Document passage ▸
• • •

He invented modern beekeeping, yet the early life of Lorenzo Lorraine Langstroth was challenging, his mid-life was depressingly difficult, and his end life had just a bit of redemption mixed into an anguished mental landscape. However, he changed beekeeping to its core and on his birthday anniversary (Christmas Day!) we give homage to the most important beekeeper America ever produced.
Langstroth was born December 25, 1810. That was some Christmas gift to the world, wasn’t it? His childhood seems to have been typical for a kid who spent a lot of time on his hands and knees on the streets of Philadelphia, trapping bugs and ants with table scraps. “I was once whipped because I had worn holes in my pants by too much kneeling on the gravel walkways in my eagerness to learn all that I could about ant life,” Langstroth wrote.
He built paper traps for beetles and flies, leading to a traumatic experience when his grammar school teacher – fed up with six-year-old Lorenzo’s wasted bug time – smashed his paper cages and freed his flies. Lorenzo was sent to cry himself to sleep inside a dark cupboard at the school. The teacher’s reform strategy worked. Langstroth gave up his interest in insects and became a preacher instead.
Langstroth studied theology at Yale. At 25, he was offered a job as pastor at the South Church in Andover, Massachusetts. Even in Langstroth’s day it was an old prestigious church. In 2011 it celebrated its 300th anniversary. The plum assignment was a recognition of the young man’s abilities.
While visiting a parish member, Langstroth noticed a bowl of comb honey. He said that it was the most beautiful food he had ever seen. He asked to visit his new friend’s bees. Langstroth was led to the fellow’s attic where the hives were arranged near an open window. “In a moment,” Langstroth remembered, “the enthusiasm of my boyish days seemed, like a pent-up fire, to burst out in full flame. Before I went home I bought two stocks of bees in common box hives, and thus my apiarian career began.” Langstroth had been bitten by the bee bug.

• • •

Parts of the exercise ▸
(A) Collect every line of the entries that contains the word "goalkeeper". Case counts, so match only that exact capitalization.
(B) Carry on the passage about Lorenzo Langstroth's life, starting right after its final sentence.

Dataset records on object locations
• • •

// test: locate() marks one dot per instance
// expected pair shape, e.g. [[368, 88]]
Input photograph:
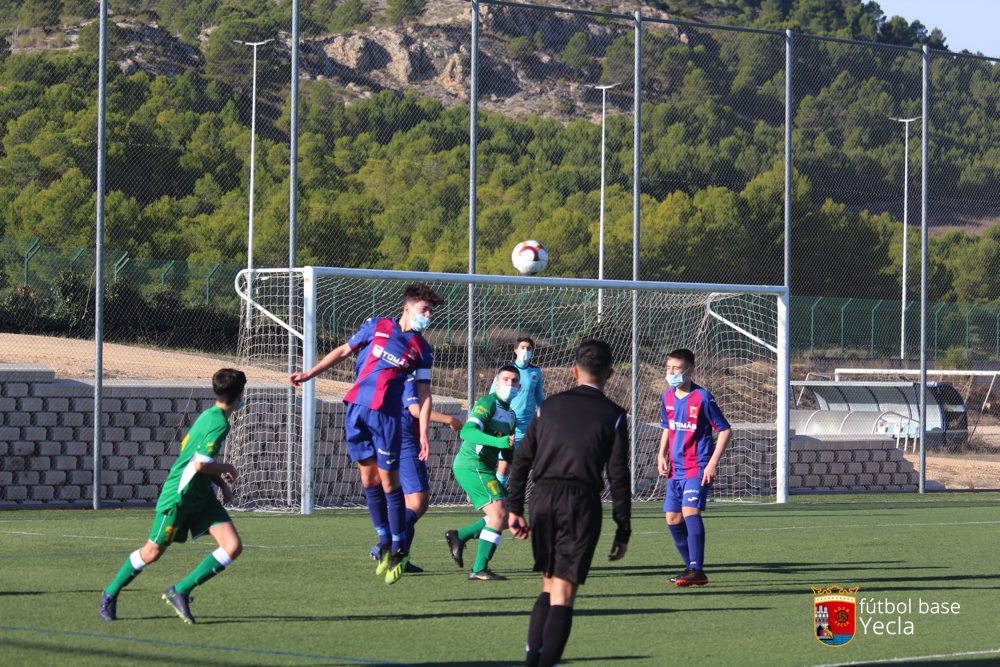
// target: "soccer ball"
[[529, 257]]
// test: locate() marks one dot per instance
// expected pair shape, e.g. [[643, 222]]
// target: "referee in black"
[[573, 437]]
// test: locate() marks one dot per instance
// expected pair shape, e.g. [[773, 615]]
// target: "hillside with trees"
[[384, 149]]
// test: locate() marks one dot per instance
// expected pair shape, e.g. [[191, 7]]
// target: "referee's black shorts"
[[565, 520]]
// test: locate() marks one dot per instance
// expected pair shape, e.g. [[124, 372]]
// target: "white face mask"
[[675, 380], [506, 393]]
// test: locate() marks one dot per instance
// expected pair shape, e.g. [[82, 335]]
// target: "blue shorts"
[[373, 433], [412, 471], [685, 492]]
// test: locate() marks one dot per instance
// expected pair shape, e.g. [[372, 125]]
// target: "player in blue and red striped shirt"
[[689, 456], [389, 350]]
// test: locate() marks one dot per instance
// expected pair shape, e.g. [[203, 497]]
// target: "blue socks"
[[679, 531], [396, 505], [411, 523], [696, 541], [378, 512]]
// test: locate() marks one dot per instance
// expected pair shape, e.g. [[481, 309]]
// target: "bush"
[[520, 49], [578, 52]]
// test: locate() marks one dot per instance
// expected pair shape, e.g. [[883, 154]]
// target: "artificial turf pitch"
[[304, 591]]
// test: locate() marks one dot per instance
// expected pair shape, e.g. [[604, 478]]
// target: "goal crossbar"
[[246, 279]]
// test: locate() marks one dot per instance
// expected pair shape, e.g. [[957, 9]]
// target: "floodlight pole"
[[906, 210], [600, 259], [253, 152]]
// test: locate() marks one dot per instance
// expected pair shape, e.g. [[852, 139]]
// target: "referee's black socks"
[[557, 627], [548, 632], [536, 630]]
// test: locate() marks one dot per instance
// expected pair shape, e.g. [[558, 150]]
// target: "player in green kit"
[[188, 504], [487, 435]]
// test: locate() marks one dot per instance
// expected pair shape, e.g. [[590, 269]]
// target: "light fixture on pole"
[[253, 140], [906, 209], [600, 259]]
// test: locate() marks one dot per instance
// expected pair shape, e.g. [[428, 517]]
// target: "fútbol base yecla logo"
[[834, 615]]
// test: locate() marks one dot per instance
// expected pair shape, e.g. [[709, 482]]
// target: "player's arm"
[[333, 358], [662, 461], [720, 424], [517, 483], [227, 491], [472, 432], [436, 417], [424, 393], [620, 481], [711, 470]]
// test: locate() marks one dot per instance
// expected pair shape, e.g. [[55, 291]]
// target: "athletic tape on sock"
[[136, 559], [221, 556], [490, 536]]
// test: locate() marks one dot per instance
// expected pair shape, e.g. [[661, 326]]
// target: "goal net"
[[289, 444]]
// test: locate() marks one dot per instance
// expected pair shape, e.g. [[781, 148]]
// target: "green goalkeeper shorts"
[[174, 524], [481, 487]]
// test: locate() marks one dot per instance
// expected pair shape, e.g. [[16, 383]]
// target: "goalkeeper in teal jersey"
[[529, 397], [188, 503], [487, 435]]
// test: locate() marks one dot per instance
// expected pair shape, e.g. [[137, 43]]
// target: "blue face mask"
[[506, 393], [420, 322], [675, 380]]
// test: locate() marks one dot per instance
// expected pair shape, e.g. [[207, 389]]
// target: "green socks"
[[130, 570], [208, 568], [469, 532], [488, 541]]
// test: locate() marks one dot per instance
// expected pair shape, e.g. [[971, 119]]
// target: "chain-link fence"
[[197, 113]]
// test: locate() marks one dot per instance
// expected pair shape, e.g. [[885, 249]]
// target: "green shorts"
[[174, 524], [481, 487]]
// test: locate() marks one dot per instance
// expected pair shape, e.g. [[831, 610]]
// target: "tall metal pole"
[[906, 211], [784, 321], [473, 155], [600, 257], [923, 270], [253, 155], [293, 261], [636, 188], [788, 158], [102, 93]]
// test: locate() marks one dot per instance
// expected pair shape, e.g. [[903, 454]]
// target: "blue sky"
[[966, 24]]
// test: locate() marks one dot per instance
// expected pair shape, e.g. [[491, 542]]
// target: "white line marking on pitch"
[[917, 657]]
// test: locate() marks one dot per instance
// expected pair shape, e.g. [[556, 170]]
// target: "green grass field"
[[304, 590]]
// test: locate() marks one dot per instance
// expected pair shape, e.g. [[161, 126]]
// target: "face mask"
[[506, 393], [419, 322], [675, 380]]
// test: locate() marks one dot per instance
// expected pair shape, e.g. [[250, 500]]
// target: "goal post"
[[738, 332]]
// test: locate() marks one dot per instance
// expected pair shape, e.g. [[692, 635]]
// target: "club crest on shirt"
[[834, 615]]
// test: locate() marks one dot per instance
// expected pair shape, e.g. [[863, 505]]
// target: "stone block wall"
[[849, 464]]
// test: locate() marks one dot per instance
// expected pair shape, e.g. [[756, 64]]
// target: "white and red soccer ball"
[[529, 257]]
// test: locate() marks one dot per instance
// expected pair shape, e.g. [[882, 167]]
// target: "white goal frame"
[[308, 337]]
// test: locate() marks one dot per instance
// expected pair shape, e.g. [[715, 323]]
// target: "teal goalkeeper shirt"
[[529, 396]]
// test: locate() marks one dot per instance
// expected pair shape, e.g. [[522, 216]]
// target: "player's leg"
[[213, 520], [558, 622], [489, 538], [695, 496], [362, 451], [160, 537], [470, 482], [416, 506], [672, 505]]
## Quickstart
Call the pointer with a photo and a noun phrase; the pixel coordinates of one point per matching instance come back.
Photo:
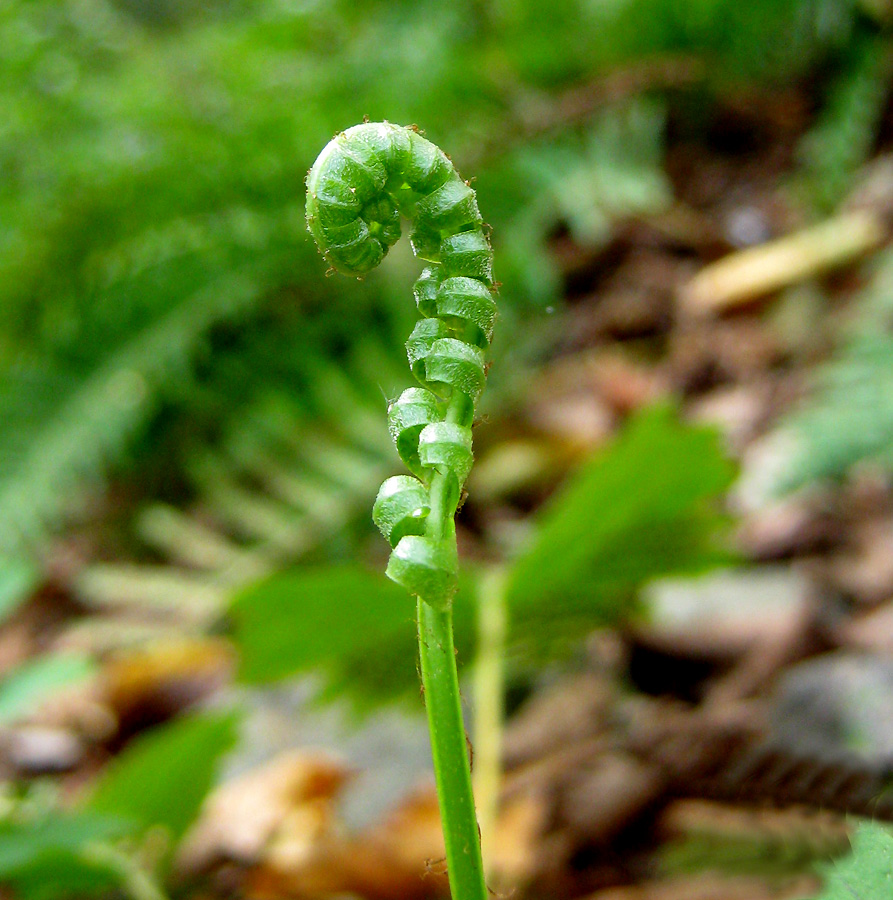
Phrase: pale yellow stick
(756, 271)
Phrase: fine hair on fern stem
(364, 180)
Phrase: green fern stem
(362, 183)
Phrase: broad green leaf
(301, 620)
(30, 684)
(163, 776)
(355, 627)
(867, 872)
(645, 507)
(49, 858)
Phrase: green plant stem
(449, 750)
(489, 690)
(136, 881)
(449, 747)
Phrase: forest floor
(707, 754)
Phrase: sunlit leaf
(163, 776)
(645, 507)
(867, 872)
(26, 687)
(49, 858)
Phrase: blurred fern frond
(850, 415)
(842, 139)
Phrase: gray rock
(837, 705)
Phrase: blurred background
(675, 623)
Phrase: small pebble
(39, 750)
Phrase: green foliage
(163, 776)
(152, 157)
(18, 578)
(48, 856)
(645, 507)
(843, 137)
(26, 687)
(312, 619)
(866, 873)
(849, 417)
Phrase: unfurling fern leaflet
(356, 192)
(364, 180)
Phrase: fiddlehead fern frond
(363, 181)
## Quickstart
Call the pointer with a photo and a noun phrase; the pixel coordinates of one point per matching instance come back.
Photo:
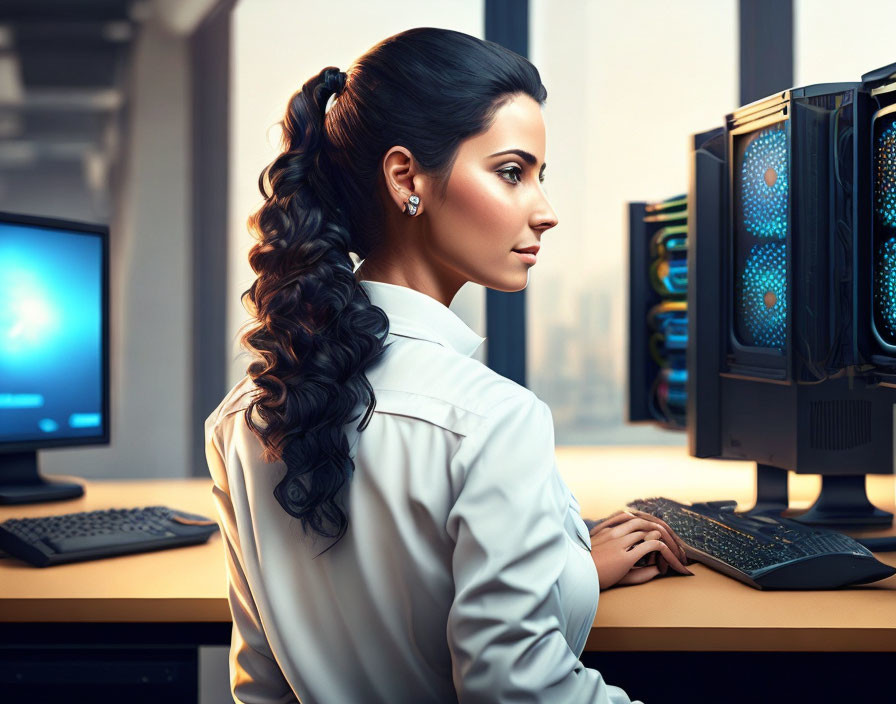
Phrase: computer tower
(788, 396)
(657, 315)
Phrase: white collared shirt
(465, 573)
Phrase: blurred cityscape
(577, 343)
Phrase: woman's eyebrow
(526, 156)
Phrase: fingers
(664, 550)
(612, 520)
(637, 524)
(668, 536)
(639, 575)
(660, 521)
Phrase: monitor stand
(21, 483)
(843, 500)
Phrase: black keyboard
(764, 551)
(88, 535)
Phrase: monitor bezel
(102, 231)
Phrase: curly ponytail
(314, 330)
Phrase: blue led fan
(763, 295)
(885, 212)
(764, 184)
(885, 286)
(885, 176)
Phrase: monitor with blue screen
(54, 389)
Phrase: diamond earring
(411, 204)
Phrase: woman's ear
(403, 178)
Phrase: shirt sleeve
(505, 626)
(255, 676)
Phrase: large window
(835, 41)
(628, 83)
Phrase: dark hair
(314, 329)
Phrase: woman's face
(494, 203)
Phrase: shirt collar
(415, 314)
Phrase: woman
(461, 569)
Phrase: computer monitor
(54, 348)
(776, 266)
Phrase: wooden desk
(179, 596)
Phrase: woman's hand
(623, 538)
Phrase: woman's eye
(516, 171)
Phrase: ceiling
(63, 79)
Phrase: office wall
(150, 285)
(835, 41)
(628, 84)
(277, 46)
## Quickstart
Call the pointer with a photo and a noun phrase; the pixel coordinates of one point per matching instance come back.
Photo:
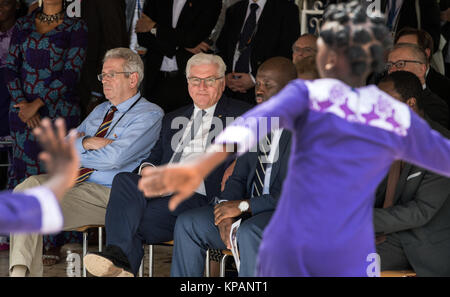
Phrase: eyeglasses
(110, 75)
(400, 64)
(7, 3)
(209, 81)
(303, 50)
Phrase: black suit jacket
(196, 21)
(239, 184)
(162, 151)
(278, 29)
(440, 85)
(430, 17)
(435, 107)
(420, 216)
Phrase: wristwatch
(243, 206)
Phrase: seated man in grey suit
(253, 189)
(412, 214)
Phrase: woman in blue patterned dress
(45, 57)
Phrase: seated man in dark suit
(409, 57)
(131, 219)
(252, 190)
(412, 214)
(436, 82)
(254, 31)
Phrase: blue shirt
(134, 136)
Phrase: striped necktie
(85, 173)
(195, 126)
(260, 172)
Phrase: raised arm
(426, 147)
(37, 209)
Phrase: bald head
(272, 76)
(304, 46)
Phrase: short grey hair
(205, 59)
(133, 62)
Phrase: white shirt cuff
(52, 218)
(242, 136)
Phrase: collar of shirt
(261, 4)
(176, 11)
(209, 111)
(124, 106)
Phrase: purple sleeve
(283, 110)
(19, 212)
(427, 148)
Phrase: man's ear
(331, 61)
(411, 102)
(134, 79)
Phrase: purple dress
(344, 141)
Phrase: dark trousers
(195, 232)
(248, 97)
(392, 254)
(169, 91)
(132, 220)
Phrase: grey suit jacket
(420, 216)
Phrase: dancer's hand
(180, 179)
(159, 181)
(225, 210)
(59, 155)
(224, 230)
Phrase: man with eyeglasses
(411, 58)
(304, 46)
(115, 137)
(251, 193)
(132, 219)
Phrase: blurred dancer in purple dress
(345, 137)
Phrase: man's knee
(191, 220)
(247, 230)
(31, 182)
(124, 178)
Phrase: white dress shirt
(198, 145)
(137, 14)
(170, 64)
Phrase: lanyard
(109, 130)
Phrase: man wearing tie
(252, 190)
(412, 208)
(419, 14)
(254, 31)
(132, 219)
(115, 137)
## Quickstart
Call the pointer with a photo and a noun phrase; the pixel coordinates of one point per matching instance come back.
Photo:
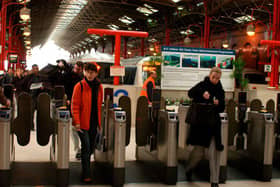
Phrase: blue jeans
(87, 138)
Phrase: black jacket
(208, 125)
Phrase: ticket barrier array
(112, 153)
(165, 145)
(258, 153)
(47, 124)
(184, 149)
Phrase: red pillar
(125, 48)
(117, 56)
(274, 76)
(112, 46)
(142, 47)
(3, 33)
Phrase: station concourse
(161, 49)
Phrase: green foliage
(241, 81)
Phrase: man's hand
(78, 128)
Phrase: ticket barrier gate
(166, 149)
(112, 154)
(258, 156)
(183, 149)
(21, 128)
(5, 147)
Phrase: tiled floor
(36, 153)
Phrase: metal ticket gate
(5, 146)
(166, 149)
(20, 126)
(260, 143)
(59, 150)
(112, 153)
(183, 151)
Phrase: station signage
(117, 71)
(184, 67)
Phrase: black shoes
(189, 175)
(214, 185)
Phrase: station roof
(67, 21)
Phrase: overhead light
(243, 19)
(187, 40)
(186, 32)
(24, 13)
(26, 31)
(113, 27)
(147, 9)
(200, 4)
(225, 44)
(180, 7)
(251, 30)
(126, 20)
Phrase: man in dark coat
(205, 128)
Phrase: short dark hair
(80, 64)
(90, 66)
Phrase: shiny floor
(34, 152)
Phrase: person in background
(18, 81)
(8, 77)
(206, 133)
(71, 79)
(86, 114)
(149, 84)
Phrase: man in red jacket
(86, 111)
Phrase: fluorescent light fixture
(147, 9)
(180, 7)
(200, 4)
(127, 20)
(243, 19)
(113, 27)
(187, 32)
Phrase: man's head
(35, 69)
(90, 71)
(78, 67)
(61, 63)
(153, 74)
(215, 75)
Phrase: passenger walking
(71, 79)
(205, 128)
(149, 84)
(86, 111)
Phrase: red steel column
(3, 33)
(117, 56)
(274, 60)
(142, 47)
(125, 48)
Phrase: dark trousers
(87, 138)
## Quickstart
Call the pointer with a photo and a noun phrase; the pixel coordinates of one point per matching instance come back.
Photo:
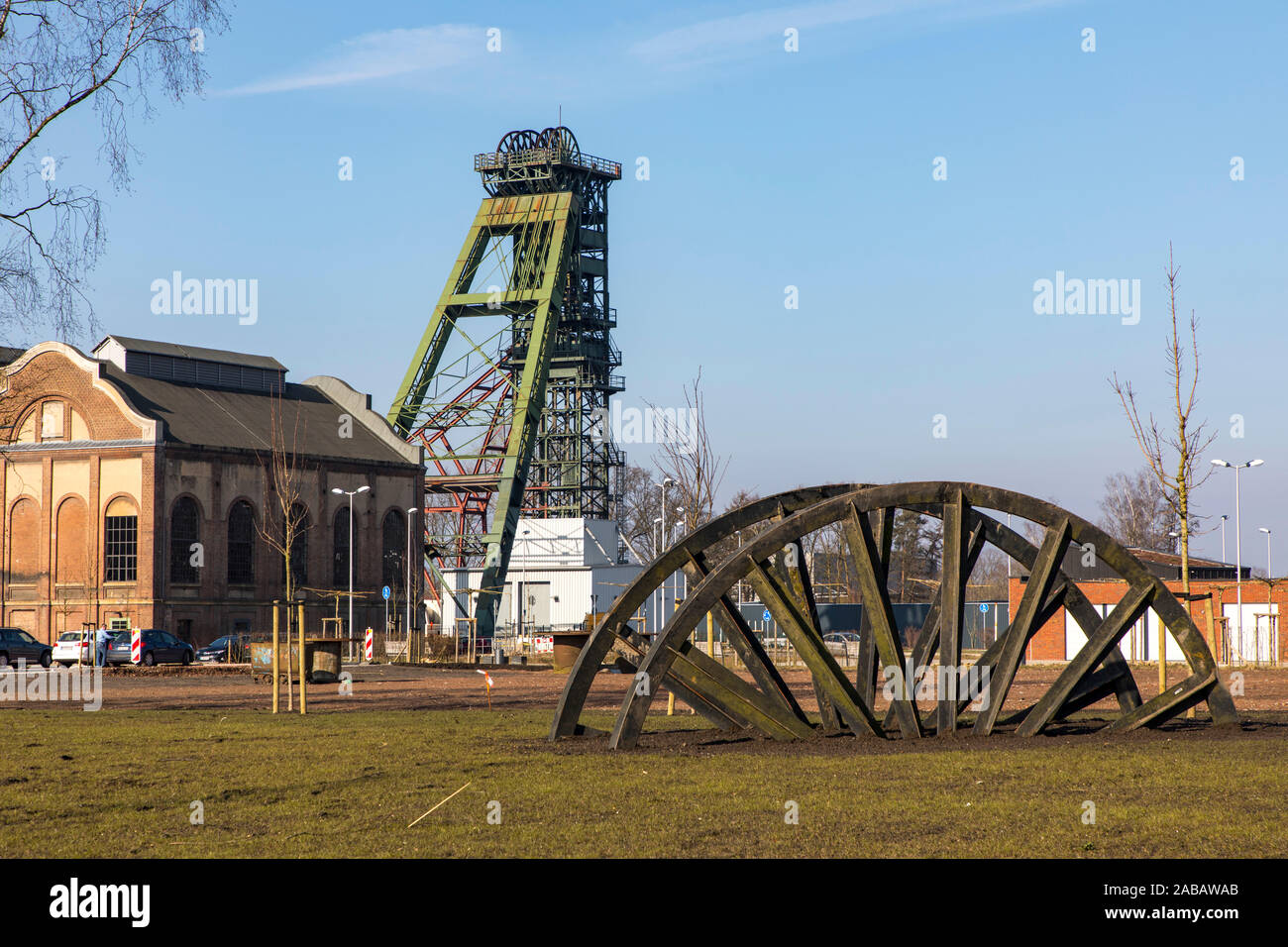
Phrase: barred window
(241, 544)
(121, 541)
(184, 531)
(394, 552)
(340, 574)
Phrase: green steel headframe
(510, 421)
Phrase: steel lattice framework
(510, 384)
(776, 567)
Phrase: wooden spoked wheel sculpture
(774, 566)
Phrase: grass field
(123, 784)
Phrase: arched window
(184, 532)
(25, 543)
(340, 574)
(241, 544)
(71, 560)
(121, 541)
(299, 547)
(394, 551)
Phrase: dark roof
(1158, 564)
(174, 351)
(1171, 558)
(243, 420)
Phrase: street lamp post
(656, 535)
(1237, 557)
(739, 581)
(678, 530)
(666, 482)
(411, 512)
(349, 493)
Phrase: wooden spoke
(814, 654)
(1104, 638)
(1172, 701)
(734, 696)
(750, 650)
(952, 594)
(866, 674)
(793, 558)
(1022, 625)
(880, 616)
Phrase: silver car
(18, 646)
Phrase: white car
(77, 646)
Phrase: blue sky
(768, 169)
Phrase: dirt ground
(393, 686)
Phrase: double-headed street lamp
(1266, 531)
(411, 512)
(1237, 558)
(351, 493)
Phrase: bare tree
(56, 55)
(1136, 513)
(690, 459)
(639, 505)
(286, 517)
(1173, 455)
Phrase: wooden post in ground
(303, 673)
(277, 685)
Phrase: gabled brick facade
(80, 440)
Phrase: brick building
(1060, 638)
(136, 484)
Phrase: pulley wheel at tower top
(519, 141)
(561, 141)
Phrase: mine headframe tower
(509, 386)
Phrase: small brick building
(137, 480)
(1060, 638)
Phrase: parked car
(235, 648)
(159, 647)
(845, 643)
(77, 646)
(18, 646)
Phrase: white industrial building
(561, 571)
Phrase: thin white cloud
(746, 33)
(378, 55)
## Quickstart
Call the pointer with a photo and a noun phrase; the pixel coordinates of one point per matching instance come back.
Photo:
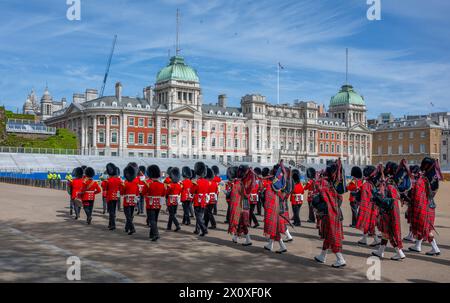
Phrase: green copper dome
(347, 96)
(177, 70)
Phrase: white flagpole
(278, 84)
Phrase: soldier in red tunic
(387, 198)
(186, 200)
(239, 204)
(424, 206)
(212, 201)
(218, 181)
(113, 188)
(89, 190)
(327, 205)
(254, 197)
(200, 190)
(297, 197)
(130, 196)
(368, 212)
(155, 197)
(75, 188)
(173, 193)
(354, 187)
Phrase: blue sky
(399, 64)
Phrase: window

• • •

Responses in order ▸
(A)
// target: "green goalkeeper shorts"
// target: "goalkeeper in teal jersey"
// target: "teal goalkeeper shirt"

(B)
Throughout his lifetime, Langstroth suffered badly from manic-depression. In the mid-nineteenth century there was little anyone could do to help a person afflicted with mental illness. The only solace was temporary and usually came to Langstroth when he was with his bees.
The young minister felt that he wasn’t an effective parson because of his recurring dark days, so he quit preaching and became principal of a women’s school instead. By all accounts, he was a empathetic minister and a dedicated teacher, but bouts of depression forced him to cancel sermons and classes. He needed a change. Bees were the only thing he knew that could give him peace, comfort, and meaningful work and also fit into a life disrupted by debilitating illness. But sometimes not even bees could stop what he called his “head trouble” when darkness crept upon him.
By 1853, he had moved back to Pennsylvania. He built an apiary and expanded it. He hoped to make his living from bees. But that summer, severe depression returned and lasted for weeks. He sold all his colonies in the fall. Then he started with the bees again. His life would turn over again and again with periods of unbridled manic enthusiasm and productivity which were always followed by gloomy months of despondency. During his depressed phases, Langstroth took shelter in a bed in a dark room. He would remain there, immobile, for days. “I asked that my books be hidden from my sight. Even the letter “B” would remind me of my bees and instill a deep sadness that wouldn’t leave.”
When he was able to return to his bees, Langstroth made great strives at increasing his efficiency in the apiary. He learned to innovate and to make his tasks more effective. He would never know when depression would return so he worked day and night during his highly productive manic periods.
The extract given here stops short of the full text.